_Task objective_. In all of the material below, switch every "be located" to "be found" and write the lines out again with nothing else changed. Leave the pictures out of your answer.

_Dataset_.
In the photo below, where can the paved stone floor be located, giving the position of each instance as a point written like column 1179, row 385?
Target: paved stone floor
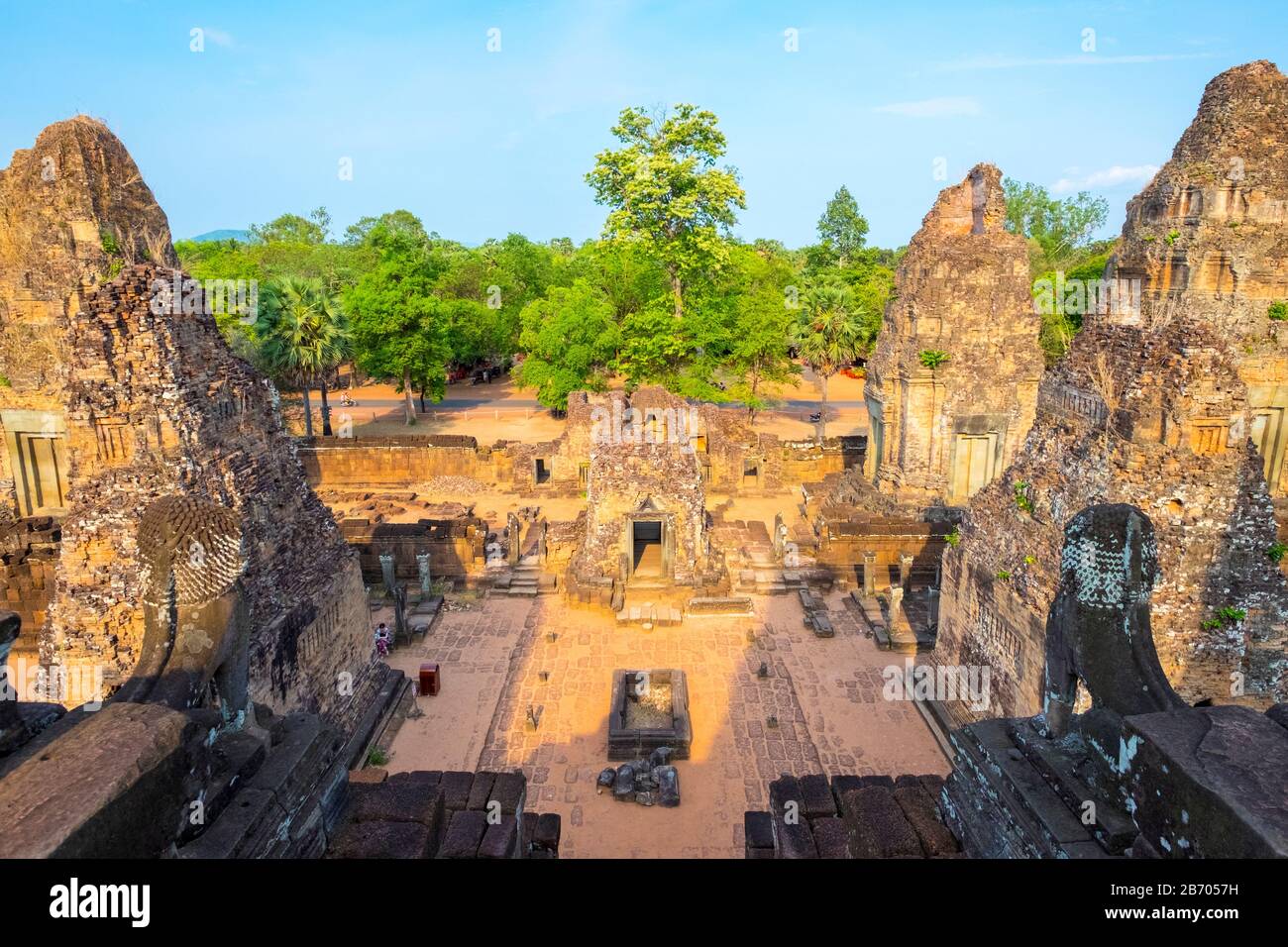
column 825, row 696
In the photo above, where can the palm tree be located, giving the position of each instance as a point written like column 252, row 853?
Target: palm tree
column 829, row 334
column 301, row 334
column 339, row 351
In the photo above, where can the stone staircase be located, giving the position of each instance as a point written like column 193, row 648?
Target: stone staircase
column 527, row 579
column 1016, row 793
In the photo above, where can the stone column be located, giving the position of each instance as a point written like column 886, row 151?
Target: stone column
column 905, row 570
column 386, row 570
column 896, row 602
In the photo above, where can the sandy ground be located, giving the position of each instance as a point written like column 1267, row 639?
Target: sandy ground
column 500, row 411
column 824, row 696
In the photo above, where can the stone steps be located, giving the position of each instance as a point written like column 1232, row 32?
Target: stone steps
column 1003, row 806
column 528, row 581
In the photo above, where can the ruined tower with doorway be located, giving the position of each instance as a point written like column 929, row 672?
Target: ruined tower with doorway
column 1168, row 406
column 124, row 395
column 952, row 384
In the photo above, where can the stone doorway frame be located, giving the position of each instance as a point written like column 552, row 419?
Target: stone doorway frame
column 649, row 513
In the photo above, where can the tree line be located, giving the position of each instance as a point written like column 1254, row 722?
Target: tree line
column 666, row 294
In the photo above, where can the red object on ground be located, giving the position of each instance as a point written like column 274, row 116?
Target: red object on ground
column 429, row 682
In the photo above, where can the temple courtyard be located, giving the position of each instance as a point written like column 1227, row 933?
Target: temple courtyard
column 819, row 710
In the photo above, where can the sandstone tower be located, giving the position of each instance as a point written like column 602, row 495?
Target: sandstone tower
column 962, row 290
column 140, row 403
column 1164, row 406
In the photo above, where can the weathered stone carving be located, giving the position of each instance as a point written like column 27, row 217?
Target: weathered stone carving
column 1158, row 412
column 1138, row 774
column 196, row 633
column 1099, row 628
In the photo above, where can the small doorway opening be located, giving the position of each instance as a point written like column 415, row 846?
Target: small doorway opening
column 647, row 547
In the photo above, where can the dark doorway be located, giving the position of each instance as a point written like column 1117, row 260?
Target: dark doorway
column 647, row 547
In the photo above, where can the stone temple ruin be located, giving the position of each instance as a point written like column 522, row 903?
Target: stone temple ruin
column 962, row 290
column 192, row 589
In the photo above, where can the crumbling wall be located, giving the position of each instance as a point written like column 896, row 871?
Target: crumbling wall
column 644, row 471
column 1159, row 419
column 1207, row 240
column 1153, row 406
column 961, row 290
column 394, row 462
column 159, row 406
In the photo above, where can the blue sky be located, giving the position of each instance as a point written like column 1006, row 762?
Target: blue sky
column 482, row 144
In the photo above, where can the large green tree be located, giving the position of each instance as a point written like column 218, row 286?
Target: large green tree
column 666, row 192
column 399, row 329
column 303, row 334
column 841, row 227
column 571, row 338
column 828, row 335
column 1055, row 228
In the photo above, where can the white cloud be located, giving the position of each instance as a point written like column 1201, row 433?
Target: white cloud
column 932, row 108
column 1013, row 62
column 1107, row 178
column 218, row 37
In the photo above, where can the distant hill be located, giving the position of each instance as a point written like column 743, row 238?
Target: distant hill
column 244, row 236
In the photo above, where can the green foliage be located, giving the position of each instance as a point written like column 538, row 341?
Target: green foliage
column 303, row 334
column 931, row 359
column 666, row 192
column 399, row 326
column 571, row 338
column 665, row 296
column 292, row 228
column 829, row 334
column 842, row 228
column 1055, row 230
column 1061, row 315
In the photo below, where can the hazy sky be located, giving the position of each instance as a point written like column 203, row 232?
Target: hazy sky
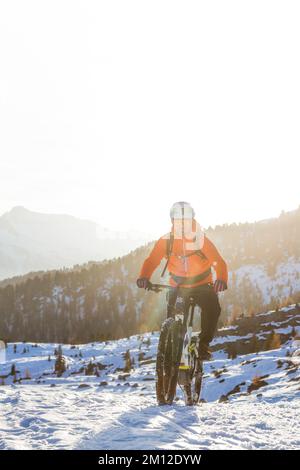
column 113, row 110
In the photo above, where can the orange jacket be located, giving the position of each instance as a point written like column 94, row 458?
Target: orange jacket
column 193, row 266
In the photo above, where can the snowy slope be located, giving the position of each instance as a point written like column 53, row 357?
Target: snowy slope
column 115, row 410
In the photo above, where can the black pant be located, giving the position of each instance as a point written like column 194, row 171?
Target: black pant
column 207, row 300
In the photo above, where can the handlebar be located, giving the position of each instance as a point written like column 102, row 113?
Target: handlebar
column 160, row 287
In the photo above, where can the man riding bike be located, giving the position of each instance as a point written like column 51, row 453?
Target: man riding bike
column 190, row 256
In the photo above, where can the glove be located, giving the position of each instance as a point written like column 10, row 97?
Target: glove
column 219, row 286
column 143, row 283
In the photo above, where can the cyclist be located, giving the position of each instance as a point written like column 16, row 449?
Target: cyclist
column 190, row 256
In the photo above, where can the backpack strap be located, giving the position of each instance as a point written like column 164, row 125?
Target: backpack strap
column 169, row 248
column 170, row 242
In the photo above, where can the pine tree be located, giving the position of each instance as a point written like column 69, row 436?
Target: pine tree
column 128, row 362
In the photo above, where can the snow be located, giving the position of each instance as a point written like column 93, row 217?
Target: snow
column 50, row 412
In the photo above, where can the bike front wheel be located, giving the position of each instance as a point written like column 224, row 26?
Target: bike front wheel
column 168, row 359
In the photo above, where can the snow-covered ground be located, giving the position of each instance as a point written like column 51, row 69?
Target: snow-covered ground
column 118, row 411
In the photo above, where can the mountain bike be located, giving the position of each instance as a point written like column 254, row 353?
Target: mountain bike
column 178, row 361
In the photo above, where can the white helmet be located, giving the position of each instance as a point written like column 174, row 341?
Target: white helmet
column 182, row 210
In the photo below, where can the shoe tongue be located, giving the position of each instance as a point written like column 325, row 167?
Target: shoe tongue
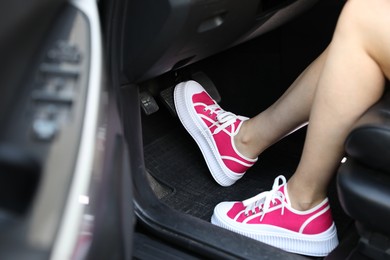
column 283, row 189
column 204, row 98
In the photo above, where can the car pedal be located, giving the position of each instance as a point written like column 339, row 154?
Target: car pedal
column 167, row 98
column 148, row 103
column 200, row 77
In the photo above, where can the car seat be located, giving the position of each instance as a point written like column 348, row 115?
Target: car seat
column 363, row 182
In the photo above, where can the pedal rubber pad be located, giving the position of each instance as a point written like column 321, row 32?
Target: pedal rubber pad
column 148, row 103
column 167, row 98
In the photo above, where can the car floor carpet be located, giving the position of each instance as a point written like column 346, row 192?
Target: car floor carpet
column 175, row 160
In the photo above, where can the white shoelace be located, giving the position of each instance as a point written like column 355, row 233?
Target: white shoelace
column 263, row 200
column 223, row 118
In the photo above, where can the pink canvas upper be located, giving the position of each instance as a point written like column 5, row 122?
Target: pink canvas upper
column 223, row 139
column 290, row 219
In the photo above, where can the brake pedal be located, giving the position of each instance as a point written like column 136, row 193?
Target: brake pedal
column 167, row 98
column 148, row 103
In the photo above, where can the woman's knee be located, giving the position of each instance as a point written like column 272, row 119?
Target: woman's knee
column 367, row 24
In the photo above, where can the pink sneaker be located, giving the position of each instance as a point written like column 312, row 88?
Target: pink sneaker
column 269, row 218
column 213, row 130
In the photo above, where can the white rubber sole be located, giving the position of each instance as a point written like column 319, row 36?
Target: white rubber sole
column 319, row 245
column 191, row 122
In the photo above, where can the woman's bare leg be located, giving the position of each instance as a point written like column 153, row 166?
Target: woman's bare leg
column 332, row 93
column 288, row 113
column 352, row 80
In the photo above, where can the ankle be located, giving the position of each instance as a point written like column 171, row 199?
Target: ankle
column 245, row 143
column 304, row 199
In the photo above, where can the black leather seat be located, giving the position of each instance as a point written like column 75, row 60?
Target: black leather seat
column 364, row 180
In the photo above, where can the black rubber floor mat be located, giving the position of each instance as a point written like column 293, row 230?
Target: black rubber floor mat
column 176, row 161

_Solution below_.
In the photo below, where can the paved stone floor be found, giving the position of each instance as a point written like column 1179, row 385?
Target: paved stone floor
column 825, row 696
In the photo above, where can the palm tree be found, giving the position of each instance as a point written like column 252, row 853?
Target: palm tree
column 829, row 334
column 301, row 334
column 339, row 351
In the photo above, where can the stone staircase be found, giving the position of each instance as a point written like column 193, row 648?
Target: stone staircase
column 527, row 579
column 1016, row 793
In the photo above, where can the stone column be found, giving the position of each instance as a point written like column 886, row 151?
Target: stone column
column 905, row 570
column 386, row 570
column 896, row 602
In the photo above, where can the sandy ground be found, giving the position of each instance as a point written like column 1267, row 639?
Target: sandy ground
column 500, row 411
column 824, row 696
In the photo above, where can the stone steps be found, giving the position of each instance as a point written like column 1232, row 32?
Target: stone steps
column 1003, row 806
column 528, row 581
In the photo above, where can the ruined tower with doorway be found, giving the position of each instance as a point written like column 929, row 672?
Target: ruined tower with doorway
column 1168, row 406
column 124, row 395
column 952, row 384
In the photo above, where can the stone doorway frame be found, giving the position of each instance as a point written like column 552, row 419?
Target: stone doorway frame
column 649, row 513
In the photo above, where can the tree line be found, giving the position of each instance as a point written like column 1254, row 722?
Target: tree line
column 666, row 294
In the photo above, where can the red object on ground be found, giving the position of each instance as a point written like column 274, row 116?
Target: red object on ground
column 429, row 682
In the photo above, where can the temple courtyard be found, giving the position of each instance as a point written like column 1227, row 933?
Target: temple courtyard
column 819, row 710
In the photo above, where can the sandstone tower be found, giving the position of each instance as a point written like column 602, row 495?
Target: sandstone tower
column 962, row 290
column 140, row 403
column 1164, row 406
In the photo above, where can the weathered stone carving be found, giving the position of each instance as a point written like column 27, row 217?
Target: weathered stone carving
column 1158, row 412
column 1138, row 774
column 196, row 633
column 1099, row 628
In the photo above, where can the small doorway opening be found, giving the position of each instance as a point written like column 415, row 846?
Target: small doorway opening
column 647, row 547
In the photo above, where can the dark doorway be found, giving the position of each instance as a point written like column 1117, row 260?
Target: dark doorway
column 647, row 547
In the photo above, where can the stone temple ruin be found, giving the position of each instance as a point written like column 522, row 903?
Target: stone temple ruin
column 962, row 290
column 192, row 589
In the photo above, where can the crumbling wall be found, giving the position of each instance as a point written like column 896, row 871?
Target: crumbling wall
column 644, row 471
column 1159, row 419
column 1207, row 240
column 1153, row 406
column 961, row 290
column 394, row 462
column 159, row 406
In the photo above, where can the blue sky be found, giving the position of each instance as a point written like column 1006, row 762?
Target: blue sky
column 482, row 144
In the photo above, where can the large green tree be found, giving the position of each instance as a point written like column 218, row 286?
Target: large green tree
column 666, row 192
column 399, row 329
column 303, row 334
column 841, row 227
column 571, row 338
column 828, row 335
column 1055, row 228
In the photo above, where can the white cloud be found, giving the position of each instance as a point written like column 1201, row 433?
Target: white cloud
column 932, row 108
column 1013, row 62
column 1107, row 178
column 218, row 37
In the photo above, where can the distant hill be found, giving the position of each instance as a point written like column 743, row 238?
Target: distant hill
column 244, row 236
In the photo above, where can the green foliage be found, giving the position of each instance as a point written like column 538, row 341?
Target: green foliage
column 303, row 334
column 931, row 359
column 666, row 192
column 399, row 326
column 571, row 338
column 665, row 296
column 292, row 228
column 829, row 334
column 842, row 228
column 1055, row 230
column 1061, row 315
In the photo below, where can the hazy sky be found, giving the position of each instance as a point written like column 203, row 232?
Target: hazy sky
column 113, row 110
In the photo above, where can the orange jacket be found, giving the position of each instance as a point written like column 94, row 458?
Target: orange jacket
column 193, row 266
In the photo above, where can the snowy slope be found, giving the position of each instance as a point written like column 53, row 357?
Target: snowy slope
column 115, row 410
In the photo above, where can the black pant be found, giving the position of each instance as a point written like column 194, row 171?
Target: black pant
column 207, row 300
In the photo above, where can the handlebar be found, giving the position of each instance as a point written like column 102, row 113?
Target: handlebar
column 160, row 287
In the photo above, where can the man riding bike be found, giving the position of each instance as a point written like column 51, row 453?
Target: man riding bike
column 190, row 256
In the photo above, where can the glove be found, giving the position of each instance as a point written like column 10, row 97?
Target: glove
column 219, row 286
column 143, row 283
In the photo above, where can the cyclist be found, giving the position of each instance as a point written like column 16, row 449?
Target: cyclist
column 190, row 256
In the photo above, where can the backpack strap be found, giving the position of each instance as a point written like column 164, row 125?
Target: backpack strap
column 169, row 248
column 170, row 242
In the photo above, where can the pine tree be found, giving the position of each instance as a point written like column 69, row 436?
Target: pine tree
column 128, row 362
In the photo above, where can the snow be found, giving the position of each instance as a point written like column 93, row 217?
Target: snow
column 50, row 412
In the photo above, where can the bike front wheel be found, giving the position of each instance as a point written like column 224, row 26?
Target: bike front wheel
column 168, row 359
In the photo above, where can the snow-covered ground be found, giving the position of each instance as a point written like column 51, row 69?
Target: snow-covered ground
column 118, row 411
In the photo above, where can the mountain bike be found, giving the position of each instance as a point written like column 254, row 353?
Target: mountain bike
column 178, row 361
In the photo above, where can the white helmet be found, giving the position of each instance as a point written like column 174, row 341?
Target: white helmet
column 182, row 210
In the photo below, where can the shoe tongue be found, giving the position of each instance as a point written like column 325, row 167?
Target: shoe tongue
column 283, row 189
column 204, row 98
In the photo above, where can the car pedal be found, giving the position of each instance as a point written like column 339, row 154?
Target: car pedal
column 167, row 98
column 148, row 103
column 200, row 77
In the photo above, where can the car seat be found, giving the position of each instance as a point written like column 348, row 115?
Target: car seat
column 363, row 182
In the photo above, where can the pedal rubber pad be found, giving the position of each instance as a point written like column 321, row 32?
Target: pedal rubber pad
column 148, row 103
column 167, row 98
In the photo above, where can the car floor carpet be found, giving the position of each instance as a point written like column 346, row 192?
Target: car floor carpet
column 175, row 160
In the photo above, where can the white shoelace be found, giving the position of each instance as a point written like column 355, row 233?
Target: white shoelace
column 263, row 200
column 223, row 118
In the photo above, where can the pink canvas upper be found, giving the position of each instance as a point written like column 5, row 122?
Target: pink canvas upper
column 223, row 139
column 290, row 219
In the photo above, where can the brake pedal be found, giving the position of each instance as a point written like column 136, row 193?
Target: brake pedal
column 167, row 98
column 148, row 103
In the photo above, where can the woman's knee be found, giving the position of each instance as a point written like column 272, row 119?
Target: woman's knee
column 367, row 24
In the photo above, where can the pink sneaker be found, giving the position of each instance as a point written like column 312, row 88?
Target: pink sneaker
column 269, row 218
column 213, row 130
In the photo above, where can the white rubber sole be found, giving the position of each instance as a point written like column 319, row 36?
Target: white rubber sole
column 319, row 245
column 191, row 122
In the photo above, where can the woman's bare leg be found, giving the position of each instance as a point written like column 153, row 166?
Target: woman's bare leg
column 332, row 93
column 288, row 113
column 352, row 80
In the photo above, where can the ankle be found, giving the position of each instance as a point written like column 171, row 199?
Target: ankle
column 245, row 143
column 304, row 199
In the photo above, where can the black leather seat be found, giving the position of each instance as a point written like column 75, row 60?
Target: black leather seat
column 364, row 180
In the photo above, where can the black rubber floor mat be found, giving the position of each instance as a point written like column 293, row 230?
Target: black rubber floor mat
column 176, row 161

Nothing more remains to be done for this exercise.